▸ Job
Transcribe the tail of the listing: start at the line containing "# Target: thumb" and stop after the last line, keeping every character as is and adding nothing.

══ Records provided

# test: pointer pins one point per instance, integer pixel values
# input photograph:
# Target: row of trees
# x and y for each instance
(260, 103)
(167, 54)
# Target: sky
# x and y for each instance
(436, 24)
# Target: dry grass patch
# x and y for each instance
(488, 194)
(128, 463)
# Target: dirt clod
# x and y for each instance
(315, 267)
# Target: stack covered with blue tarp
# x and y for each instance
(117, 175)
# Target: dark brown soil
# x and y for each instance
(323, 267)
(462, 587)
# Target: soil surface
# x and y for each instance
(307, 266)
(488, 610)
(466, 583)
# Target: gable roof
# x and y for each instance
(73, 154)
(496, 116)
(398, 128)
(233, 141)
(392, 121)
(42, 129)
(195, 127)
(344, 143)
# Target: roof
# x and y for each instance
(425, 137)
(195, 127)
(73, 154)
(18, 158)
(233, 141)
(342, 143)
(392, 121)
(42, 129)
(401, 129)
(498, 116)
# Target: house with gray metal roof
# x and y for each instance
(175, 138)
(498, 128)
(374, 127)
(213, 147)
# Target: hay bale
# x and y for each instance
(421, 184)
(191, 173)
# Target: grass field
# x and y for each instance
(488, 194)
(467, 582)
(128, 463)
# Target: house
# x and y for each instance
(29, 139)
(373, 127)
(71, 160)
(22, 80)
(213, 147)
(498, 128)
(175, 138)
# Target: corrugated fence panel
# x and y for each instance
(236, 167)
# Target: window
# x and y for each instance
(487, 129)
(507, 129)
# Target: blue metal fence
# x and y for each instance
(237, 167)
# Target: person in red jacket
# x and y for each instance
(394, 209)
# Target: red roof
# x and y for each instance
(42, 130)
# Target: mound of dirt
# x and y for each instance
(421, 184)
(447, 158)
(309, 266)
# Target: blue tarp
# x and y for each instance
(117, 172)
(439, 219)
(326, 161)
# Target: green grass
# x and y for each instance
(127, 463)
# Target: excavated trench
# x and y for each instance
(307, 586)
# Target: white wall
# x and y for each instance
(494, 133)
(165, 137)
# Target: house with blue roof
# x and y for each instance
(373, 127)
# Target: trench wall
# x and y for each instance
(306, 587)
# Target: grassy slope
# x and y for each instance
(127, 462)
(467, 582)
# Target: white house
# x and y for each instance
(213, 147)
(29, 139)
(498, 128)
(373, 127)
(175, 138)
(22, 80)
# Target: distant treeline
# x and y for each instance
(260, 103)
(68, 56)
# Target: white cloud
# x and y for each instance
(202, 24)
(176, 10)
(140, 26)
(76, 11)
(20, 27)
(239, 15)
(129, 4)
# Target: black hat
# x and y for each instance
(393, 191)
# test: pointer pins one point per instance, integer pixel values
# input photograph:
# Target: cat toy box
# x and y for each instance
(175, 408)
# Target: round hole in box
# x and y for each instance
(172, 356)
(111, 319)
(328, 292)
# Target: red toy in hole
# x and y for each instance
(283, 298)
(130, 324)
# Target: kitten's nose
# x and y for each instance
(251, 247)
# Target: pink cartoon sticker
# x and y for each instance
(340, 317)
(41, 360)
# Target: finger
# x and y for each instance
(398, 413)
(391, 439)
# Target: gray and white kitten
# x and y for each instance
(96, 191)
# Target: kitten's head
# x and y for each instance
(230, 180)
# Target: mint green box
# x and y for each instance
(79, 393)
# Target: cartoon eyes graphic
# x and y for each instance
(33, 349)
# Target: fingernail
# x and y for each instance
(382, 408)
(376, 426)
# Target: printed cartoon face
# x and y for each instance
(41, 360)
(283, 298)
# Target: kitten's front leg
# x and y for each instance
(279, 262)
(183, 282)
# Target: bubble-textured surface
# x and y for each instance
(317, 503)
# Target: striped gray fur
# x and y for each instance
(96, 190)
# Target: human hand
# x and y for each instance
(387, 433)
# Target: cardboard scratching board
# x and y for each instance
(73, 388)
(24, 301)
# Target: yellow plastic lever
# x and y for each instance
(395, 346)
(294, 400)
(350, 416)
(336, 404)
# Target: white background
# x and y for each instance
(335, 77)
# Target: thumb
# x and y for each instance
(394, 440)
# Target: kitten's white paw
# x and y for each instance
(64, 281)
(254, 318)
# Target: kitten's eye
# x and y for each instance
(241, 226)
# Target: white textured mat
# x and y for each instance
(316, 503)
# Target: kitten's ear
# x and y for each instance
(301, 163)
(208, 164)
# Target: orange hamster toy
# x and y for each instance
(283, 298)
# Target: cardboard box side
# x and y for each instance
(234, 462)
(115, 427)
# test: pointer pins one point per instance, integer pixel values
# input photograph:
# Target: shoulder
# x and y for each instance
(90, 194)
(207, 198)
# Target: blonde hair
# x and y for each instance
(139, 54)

════

▸ Expected answer
# Target: thumb
# x and y for each instance
(394, 440)
# Target: kitten's white paw
# x and y for each instance
(64, 281)
(254, 318)
# Target: kitten's eye
# x and y for each instance
(241, 226)
# Target: white textured mat
# x and y for each instance
(316, 503)
# Target: kitten's ear
# x and y for each instance
(301, 163)
(208, 164)
# Target: orange hamster toy
# x and y for each instance
(283, 298)
# Target: cardboard box side
# x and y for each instance
(234, 462)
(115, 427)
# test: pointer pins one point per instance, integer pixel values
# input photograph:
# Target: shoulder
# x and y for each instance
(90, 194)
(207, 198)
# Target: blonde hair
# x and y for each instance
(139, 54)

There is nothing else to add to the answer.